* [ЦИТИРУЕМЫЙ ОТРЫВОК]
При этом каждый пытается блеснуть смекалкой и житейским опытом. Догадки, одна другой чудовищней, сыплются, как из дырявого мешка. Что касается самих обитателей Тунеядовки, то они, не про вас будь сказано, люди бедные, можно сказать — нищие. Но нужно им воздать должное — бедняки они веселые, жизнерадостные, неунывающие. Если спросить невзначай тунеядовского еврея, как и чем он перебивается, бедняга в первую минуту не найдет, что ответить, растеряется. А придя в себя, проговорит смиренно:

— Я? Как живу? Да так… Есть на свете Бог, скажу я вам, который печется обо всех своих созданиях… Вот и живем… Авось он, скажу я вам, и впредь не оставит нас своими милостями…

И еще нужно воздать должное тунеядовцам — люди они без причуд: в нарядах неприхотливы, да и в еде не слишком привередливы. Истрепался, к примеру, субботний кафтан, расползается по швам, порван, грязноват, — ну, что поделаешь! Все-таки он как-никак атласный, блестит. А что местами сквозь него, как в решете, голое тело видать, так кому какое дело? Кто станет приглядываться? Да и чем это зазорнее голых пяток? А пятки разве не часть человеческого тела?!

Случилось однажды, что кто-то привез в местечко финик. Посмотрели бы вы, как сбежались глазеть на это чудо! Раскрыли Пятикнижие и удостоверились, что финик упоминается в Библии! Поразительно! Подумать только — финик, вот этот самый финик родом из страны Израиля!.. Казалось, вот она, Земля обетованная, перед глазами: вот переходят через Иордан, вот гробница праотцев, могила праматери Рахили, западная стена иерусалимского храма… Вот, казалось тунеядовцам, они погружаются в теплые воды Тивериады, взбираются на Масличную гору, едят финики и рожки и набивают себе полные карманы священной землею палестинской…

— Ах! — восклицали тунеядовцы, и слезы навертывались у них на глаза.

В ту пору вся как есть Тунеядовка душою была в стране Израиля. Горячо говорили о Мессии и со дня на день ожидали его пришествия. Кстати, назначенный новый полицейский пристав особенно сурово правил местечком: у нескольких евреев сорвал с головы ермолки, одному пейсы обрезал, забрал чью-то козу, которая сожрала новую соломенную крышу… Это, помимо всего прочего, побудило запечный комитет усиленно заняться турецким султаном: доколе же правитель израильтян будет властвовать? Снова пошли разговоры о десяти краях в богатстве и чести. Пошли толки и россказни о красноликих израильтянах — потомках Моисеевых, об их могуществе и разных подобных вещах. Им я, главным образом, и обязан путешествием, которое потом совершил…»

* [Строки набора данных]
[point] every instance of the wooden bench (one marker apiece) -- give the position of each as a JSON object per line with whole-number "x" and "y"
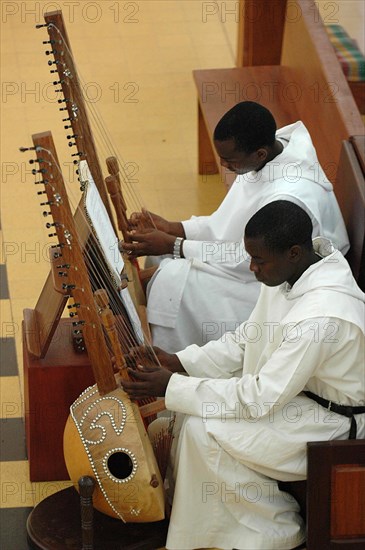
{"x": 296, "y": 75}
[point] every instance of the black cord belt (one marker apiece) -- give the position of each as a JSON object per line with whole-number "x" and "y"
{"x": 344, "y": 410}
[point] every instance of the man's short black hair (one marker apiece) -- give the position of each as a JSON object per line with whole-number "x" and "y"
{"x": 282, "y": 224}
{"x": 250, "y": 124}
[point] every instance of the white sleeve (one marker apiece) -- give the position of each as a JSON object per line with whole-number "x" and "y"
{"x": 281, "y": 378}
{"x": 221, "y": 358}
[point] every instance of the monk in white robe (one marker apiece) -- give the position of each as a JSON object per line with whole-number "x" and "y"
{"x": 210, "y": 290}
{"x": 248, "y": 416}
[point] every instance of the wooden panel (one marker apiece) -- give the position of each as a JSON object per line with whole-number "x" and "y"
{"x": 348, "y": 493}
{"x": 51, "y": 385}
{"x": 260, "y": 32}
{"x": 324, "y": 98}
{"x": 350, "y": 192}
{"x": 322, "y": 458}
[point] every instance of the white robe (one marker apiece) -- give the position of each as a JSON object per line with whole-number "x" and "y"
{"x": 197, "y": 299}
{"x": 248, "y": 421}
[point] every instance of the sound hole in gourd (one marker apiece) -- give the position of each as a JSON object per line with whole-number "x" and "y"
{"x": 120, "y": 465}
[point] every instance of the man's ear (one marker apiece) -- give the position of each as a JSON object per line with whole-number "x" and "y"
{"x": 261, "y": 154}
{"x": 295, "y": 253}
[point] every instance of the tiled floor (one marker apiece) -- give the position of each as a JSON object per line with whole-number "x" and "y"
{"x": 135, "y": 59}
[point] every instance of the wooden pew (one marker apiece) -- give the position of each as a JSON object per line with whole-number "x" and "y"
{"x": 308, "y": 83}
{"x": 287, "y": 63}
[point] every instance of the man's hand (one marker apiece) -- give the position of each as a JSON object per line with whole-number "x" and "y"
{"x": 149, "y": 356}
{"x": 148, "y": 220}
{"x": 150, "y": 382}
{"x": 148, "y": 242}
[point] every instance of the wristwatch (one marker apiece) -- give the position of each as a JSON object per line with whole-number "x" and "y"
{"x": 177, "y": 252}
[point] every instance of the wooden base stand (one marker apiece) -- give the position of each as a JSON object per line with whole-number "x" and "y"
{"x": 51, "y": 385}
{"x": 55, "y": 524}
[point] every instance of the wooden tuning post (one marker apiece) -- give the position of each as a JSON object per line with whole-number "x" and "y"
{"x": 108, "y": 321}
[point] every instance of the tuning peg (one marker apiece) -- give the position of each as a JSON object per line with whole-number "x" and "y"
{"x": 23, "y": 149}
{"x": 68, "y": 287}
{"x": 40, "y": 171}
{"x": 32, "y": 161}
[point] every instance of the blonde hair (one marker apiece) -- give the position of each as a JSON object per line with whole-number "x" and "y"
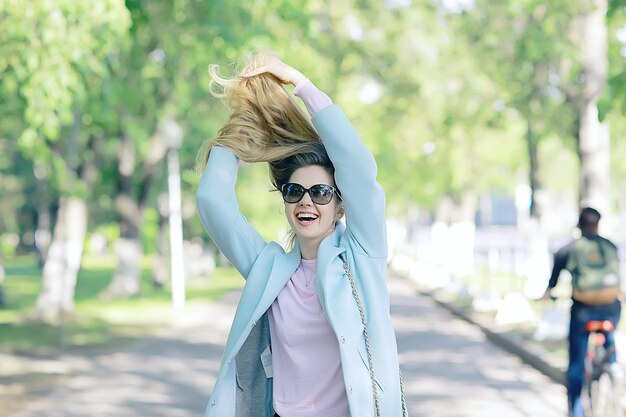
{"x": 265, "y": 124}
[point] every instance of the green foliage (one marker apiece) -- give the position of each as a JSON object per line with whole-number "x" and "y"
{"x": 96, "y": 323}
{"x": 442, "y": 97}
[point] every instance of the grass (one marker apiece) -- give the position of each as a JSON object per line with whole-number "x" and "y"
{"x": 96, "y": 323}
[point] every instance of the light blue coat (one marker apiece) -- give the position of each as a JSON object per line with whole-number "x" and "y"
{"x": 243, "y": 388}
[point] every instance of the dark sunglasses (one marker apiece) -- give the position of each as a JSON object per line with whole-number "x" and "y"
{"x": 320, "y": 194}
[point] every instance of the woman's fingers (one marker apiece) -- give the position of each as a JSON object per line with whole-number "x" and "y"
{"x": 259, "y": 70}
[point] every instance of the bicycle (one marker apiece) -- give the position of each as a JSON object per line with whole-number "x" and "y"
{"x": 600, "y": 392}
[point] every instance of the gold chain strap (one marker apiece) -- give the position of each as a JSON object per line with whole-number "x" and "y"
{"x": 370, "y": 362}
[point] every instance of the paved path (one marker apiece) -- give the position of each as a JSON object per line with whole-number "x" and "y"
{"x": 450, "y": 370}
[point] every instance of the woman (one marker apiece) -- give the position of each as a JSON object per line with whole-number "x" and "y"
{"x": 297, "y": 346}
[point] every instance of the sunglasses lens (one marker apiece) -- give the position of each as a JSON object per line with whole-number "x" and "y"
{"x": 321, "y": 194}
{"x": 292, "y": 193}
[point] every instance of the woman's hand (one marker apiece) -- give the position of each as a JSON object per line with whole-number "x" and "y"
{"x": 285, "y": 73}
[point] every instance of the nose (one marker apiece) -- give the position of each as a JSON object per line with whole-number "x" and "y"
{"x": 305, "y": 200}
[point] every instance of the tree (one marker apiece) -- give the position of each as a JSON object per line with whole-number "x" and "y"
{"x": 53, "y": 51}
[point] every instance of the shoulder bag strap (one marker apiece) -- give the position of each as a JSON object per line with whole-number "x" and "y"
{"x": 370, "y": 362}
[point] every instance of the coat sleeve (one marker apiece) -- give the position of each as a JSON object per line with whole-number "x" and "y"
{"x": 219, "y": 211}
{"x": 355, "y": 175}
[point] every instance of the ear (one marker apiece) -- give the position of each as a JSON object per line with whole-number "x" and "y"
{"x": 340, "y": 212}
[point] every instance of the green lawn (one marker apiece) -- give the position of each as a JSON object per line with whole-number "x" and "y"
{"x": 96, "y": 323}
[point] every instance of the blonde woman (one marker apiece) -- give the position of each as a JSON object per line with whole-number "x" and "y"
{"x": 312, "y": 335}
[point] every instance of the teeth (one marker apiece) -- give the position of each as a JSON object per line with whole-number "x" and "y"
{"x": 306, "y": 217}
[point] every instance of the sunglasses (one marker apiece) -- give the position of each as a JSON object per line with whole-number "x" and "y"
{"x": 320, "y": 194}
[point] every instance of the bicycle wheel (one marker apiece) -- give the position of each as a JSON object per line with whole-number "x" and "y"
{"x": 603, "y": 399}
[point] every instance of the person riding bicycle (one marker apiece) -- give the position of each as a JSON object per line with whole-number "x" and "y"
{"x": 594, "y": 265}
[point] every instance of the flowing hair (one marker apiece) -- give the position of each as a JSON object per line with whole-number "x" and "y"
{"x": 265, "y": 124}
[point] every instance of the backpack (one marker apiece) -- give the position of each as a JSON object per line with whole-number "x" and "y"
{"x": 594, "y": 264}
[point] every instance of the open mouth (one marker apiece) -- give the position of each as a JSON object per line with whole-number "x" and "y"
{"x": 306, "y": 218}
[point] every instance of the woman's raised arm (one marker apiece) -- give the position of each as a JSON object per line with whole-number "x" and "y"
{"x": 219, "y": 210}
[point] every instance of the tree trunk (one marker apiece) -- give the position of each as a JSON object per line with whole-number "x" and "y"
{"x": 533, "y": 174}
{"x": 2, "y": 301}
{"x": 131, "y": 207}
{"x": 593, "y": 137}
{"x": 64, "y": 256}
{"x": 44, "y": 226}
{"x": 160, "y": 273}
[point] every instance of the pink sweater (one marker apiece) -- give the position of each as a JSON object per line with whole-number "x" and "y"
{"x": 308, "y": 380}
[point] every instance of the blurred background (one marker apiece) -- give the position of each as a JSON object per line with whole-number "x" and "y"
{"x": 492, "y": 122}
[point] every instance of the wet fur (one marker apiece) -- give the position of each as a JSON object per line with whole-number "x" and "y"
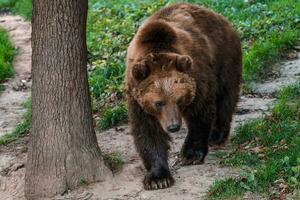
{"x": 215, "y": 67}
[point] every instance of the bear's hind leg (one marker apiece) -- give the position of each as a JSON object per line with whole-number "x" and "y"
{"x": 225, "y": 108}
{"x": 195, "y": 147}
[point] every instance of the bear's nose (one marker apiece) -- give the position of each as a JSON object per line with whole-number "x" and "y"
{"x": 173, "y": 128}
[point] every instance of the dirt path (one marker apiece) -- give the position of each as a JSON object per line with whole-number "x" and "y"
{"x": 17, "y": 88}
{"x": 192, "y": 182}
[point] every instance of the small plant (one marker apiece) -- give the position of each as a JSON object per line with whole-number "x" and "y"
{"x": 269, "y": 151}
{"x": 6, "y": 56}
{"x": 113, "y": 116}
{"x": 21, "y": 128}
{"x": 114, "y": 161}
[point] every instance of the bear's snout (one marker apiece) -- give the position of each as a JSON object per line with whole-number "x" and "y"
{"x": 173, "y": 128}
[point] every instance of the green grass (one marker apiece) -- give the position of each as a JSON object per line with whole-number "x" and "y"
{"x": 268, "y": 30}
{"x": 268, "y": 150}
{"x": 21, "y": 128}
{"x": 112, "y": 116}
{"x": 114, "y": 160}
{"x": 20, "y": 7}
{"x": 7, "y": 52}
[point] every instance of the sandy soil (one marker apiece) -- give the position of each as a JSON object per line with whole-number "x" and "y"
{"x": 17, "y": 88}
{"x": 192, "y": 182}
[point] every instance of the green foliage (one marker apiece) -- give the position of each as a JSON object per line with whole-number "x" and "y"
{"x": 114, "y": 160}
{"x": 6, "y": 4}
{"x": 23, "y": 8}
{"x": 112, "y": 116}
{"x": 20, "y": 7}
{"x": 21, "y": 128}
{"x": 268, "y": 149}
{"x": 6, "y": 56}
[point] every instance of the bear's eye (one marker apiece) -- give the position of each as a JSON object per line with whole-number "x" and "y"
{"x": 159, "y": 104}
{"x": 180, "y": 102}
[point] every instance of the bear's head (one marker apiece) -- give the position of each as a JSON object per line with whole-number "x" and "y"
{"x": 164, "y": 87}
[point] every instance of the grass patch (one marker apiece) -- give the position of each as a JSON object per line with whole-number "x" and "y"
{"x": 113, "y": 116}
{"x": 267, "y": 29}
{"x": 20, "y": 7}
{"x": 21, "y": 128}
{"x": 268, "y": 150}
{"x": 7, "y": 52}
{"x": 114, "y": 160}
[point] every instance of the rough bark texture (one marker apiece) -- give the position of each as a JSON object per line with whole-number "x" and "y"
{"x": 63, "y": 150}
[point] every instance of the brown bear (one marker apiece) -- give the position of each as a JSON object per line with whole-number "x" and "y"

---

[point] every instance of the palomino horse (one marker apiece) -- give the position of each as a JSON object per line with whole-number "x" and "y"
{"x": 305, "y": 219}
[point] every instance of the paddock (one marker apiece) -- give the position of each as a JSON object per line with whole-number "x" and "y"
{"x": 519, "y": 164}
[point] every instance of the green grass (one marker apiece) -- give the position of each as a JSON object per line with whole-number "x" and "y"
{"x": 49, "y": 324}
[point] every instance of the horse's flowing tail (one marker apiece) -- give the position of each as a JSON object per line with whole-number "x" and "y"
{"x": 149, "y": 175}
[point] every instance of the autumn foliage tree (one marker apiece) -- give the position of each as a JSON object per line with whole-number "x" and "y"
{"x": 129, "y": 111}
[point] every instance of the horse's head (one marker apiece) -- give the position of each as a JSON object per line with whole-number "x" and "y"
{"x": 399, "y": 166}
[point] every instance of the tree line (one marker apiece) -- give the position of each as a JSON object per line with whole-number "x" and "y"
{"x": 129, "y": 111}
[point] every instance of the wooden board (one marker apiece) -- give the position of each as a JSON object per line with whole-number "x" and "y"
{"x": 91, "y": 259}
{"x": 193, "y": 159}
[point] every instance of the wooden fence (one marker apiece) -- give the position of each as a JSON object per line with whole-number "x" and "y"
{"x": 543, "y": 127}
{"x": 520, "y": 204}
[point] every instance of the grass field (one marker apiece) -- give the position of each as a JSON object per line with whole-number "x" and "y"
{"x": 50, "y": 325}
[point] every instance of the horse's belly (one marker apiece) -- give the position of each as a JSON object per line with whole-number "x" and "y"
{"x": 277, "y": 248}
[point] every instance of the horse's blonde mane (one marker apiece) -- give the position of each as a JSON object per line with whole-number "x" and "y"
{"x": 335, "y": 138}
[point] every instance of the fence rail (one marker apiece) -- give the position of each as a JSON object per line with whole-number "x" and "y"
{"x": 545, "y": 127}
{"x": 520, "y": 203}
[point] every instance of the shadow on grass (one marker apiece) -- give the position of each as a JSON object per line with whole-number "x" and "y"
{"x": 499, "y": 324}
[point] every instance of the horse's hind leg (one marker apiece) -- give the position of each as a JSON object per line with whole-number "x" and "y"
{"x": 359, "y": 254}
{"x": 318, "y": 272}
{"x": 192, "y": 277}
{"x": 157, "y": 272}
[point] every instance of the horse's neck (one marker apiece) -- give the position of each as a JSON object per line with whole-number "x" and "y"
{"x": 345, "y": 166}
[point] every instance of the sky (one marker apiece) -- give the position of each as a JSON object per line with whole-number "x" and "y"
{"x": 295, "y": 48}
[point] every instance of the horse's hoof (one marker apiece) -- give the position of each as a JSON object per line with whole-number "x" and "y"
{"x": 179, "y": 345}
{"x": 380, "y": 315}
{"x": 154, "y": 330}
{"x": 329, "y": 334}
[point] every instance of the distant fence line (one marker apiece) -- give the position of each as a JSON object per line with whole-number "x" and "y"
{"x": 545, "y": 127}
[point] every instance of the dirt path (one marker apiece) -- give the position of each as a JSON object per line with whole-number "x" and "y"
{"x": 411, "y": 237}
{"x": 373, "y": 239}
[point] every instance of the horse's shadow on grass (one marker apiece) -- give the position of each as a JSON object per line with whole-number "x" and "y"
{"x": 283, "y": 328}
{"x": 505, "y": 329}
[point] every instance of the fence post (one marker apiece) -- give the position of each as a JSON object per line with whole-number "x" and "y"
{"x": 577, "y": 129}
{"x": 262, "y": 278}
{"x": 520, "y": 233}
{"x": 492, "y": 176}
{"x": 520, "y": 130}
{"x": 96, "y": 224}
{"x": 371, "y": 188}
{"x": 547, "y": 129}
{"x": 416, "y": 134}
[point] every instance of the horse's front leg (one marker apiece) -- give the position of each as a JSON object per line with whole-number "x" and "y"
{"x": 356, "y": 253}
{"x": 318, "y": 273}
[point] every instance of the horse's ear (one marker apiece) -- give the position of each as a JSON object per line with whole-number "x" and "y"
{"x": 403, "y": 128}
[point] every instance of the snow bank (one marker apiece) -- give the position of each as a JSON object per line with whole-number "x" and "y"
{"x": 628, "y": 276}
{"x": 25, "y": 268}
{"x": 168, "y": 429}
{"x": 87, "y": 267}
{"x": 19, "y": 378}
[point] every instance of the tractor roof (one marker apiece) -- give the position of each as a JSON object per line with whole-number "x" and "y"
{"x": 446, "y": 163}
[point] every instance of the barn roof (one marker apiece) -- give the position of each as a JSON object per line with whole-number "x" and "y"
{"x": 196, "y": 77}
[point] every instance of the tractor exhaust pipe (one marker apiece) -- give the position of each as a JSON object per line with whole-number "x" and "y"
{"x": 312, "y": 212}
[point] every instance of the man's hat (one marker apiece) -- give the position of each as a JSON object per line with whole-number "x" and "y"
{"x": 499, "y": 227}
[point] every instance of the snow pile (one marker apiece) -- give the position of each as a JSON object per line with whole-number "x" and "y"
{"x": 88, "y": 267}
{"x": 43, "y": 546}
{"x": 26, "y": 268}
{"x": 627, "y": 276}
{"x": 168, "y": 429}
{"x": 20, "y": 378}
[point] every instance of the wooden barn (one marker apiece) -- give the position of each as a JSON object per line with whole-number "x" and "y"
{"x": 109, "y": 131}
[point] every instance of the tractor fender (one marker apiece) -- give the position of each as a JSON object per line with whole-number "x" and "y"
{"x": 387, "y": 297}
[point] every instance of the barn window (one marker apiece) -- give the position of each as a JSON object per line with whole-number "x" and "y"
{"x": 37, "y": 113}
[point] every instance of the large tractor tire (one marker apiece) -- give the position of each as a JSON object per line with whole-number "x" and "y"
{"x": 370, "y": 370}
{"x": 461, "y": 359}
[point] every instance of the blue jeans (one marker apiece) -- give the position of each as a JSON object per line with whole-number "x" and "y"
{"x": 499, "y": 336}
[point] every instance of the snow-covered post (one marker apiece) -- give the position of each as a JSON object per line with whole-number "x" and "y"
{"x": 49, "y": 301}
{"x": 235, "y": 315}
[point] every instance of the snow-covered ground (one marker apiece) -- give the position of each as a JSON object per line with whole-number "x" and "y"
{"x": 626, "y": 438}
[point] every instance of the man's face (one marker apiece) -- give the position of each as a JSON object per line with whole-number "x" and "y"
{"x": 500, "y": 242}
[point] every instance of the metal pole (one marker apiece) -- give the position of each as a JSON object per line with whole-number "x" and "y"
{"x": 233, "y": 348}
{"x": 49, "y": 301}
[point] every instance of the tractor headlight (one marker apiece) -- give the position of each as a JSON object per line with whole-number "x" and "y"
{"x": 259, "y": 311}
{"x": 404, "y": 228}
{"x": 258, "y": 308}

--

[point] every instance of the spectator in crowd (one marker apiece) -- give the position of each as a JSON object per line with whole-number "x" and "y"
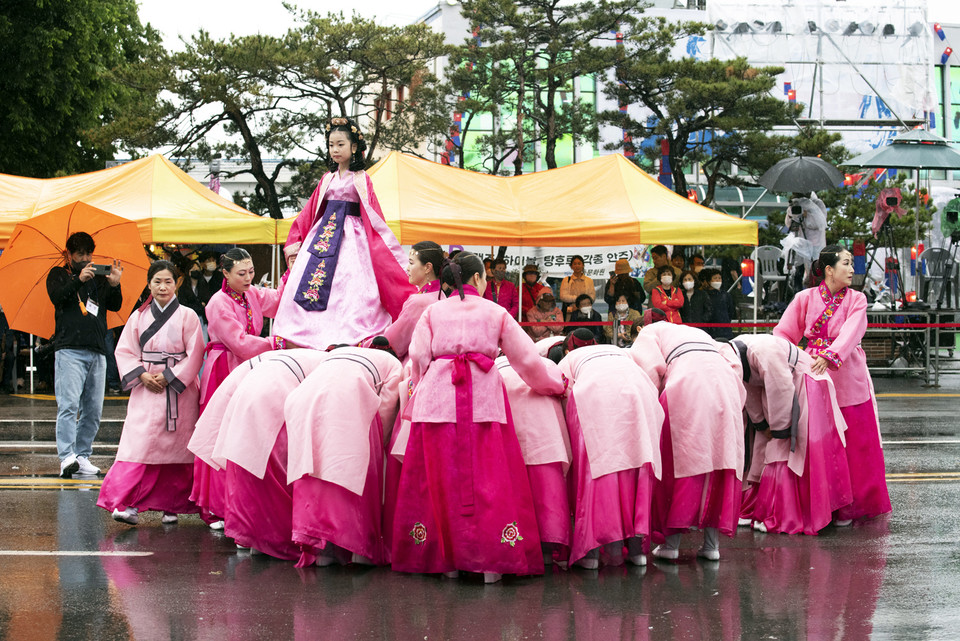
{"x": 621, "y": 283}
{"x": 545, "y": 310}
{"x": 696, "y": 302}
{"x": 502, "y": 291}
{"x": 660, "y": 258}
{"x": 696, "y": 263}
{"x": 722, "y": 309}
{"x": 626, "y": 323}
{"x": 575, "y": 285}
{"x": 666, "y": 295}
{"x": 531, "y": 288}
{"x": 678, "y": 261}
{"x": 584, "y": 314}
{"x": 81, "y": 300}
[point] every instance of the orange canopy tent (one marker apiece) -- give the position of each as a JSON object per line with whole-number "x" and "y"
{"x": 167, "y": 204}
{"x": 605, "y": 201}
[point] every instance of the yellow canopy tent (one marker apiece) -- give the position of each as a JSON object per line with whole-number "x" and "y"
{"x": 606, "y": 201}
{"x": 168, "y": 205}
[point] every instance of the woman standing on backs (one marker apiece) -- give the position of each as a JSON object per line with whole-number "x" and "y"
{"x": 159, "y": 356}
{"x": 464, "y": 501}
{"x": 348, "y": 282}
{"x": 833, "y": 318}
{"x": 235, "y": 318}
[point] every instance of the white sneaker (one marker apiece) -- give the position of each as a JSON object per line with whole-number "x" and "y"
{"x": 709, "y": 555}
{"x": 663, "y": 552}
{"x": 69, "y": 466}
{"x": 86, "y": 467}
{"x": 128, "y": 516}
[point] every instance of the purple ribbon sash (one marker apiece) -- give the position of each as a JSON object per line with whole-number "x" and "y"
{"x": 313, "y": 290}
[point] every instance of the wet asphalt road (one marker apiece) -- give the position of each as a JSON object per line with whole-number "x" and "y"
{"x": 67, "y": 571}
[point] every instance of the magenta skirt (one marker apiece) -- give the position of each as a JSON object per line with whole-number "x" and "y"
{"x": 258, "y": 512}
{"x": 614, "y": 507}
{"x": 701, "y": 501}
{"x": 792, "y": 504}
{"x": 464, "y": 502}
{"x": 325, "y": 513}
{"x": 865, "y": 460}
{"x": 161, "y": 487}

* [ЧТО ТРЕБУЕТСЯ] Перепишите дословно фрагмент отрывка о Тунеядовке, начиная со слов «Случилось однажды, что» и вплоть до слов «них на глаза.».

* [ОТВЕТ К ЗАДАНИЮ]
Случилось однажды, что кто-то привез в местечко финик. Посмотрели бы вы, как сбежались глазеть на это чудо! Раскрыли Пятикнижие и удостоверились, что финик упоминается в Библии! Поразительно! Подумать только — финик, вот этот самый финик родом из страны Израиля!.. Казалось, вот она, Земля обетованная, перед глазами: вот переходят через Иордан, вот гробница праотцев, могила праматери Рахили, западная стена иерусалимского храма… Вот, казалось тунеядовцам, они погружаются в теплые воды Тивериады, взбираются на Масличную гору, едят финики и рожки и набивают себе полные карманы священной землею палестинской…

— Ах! — восклицали тунеядовцы, и слезы навертывались у них на глаза.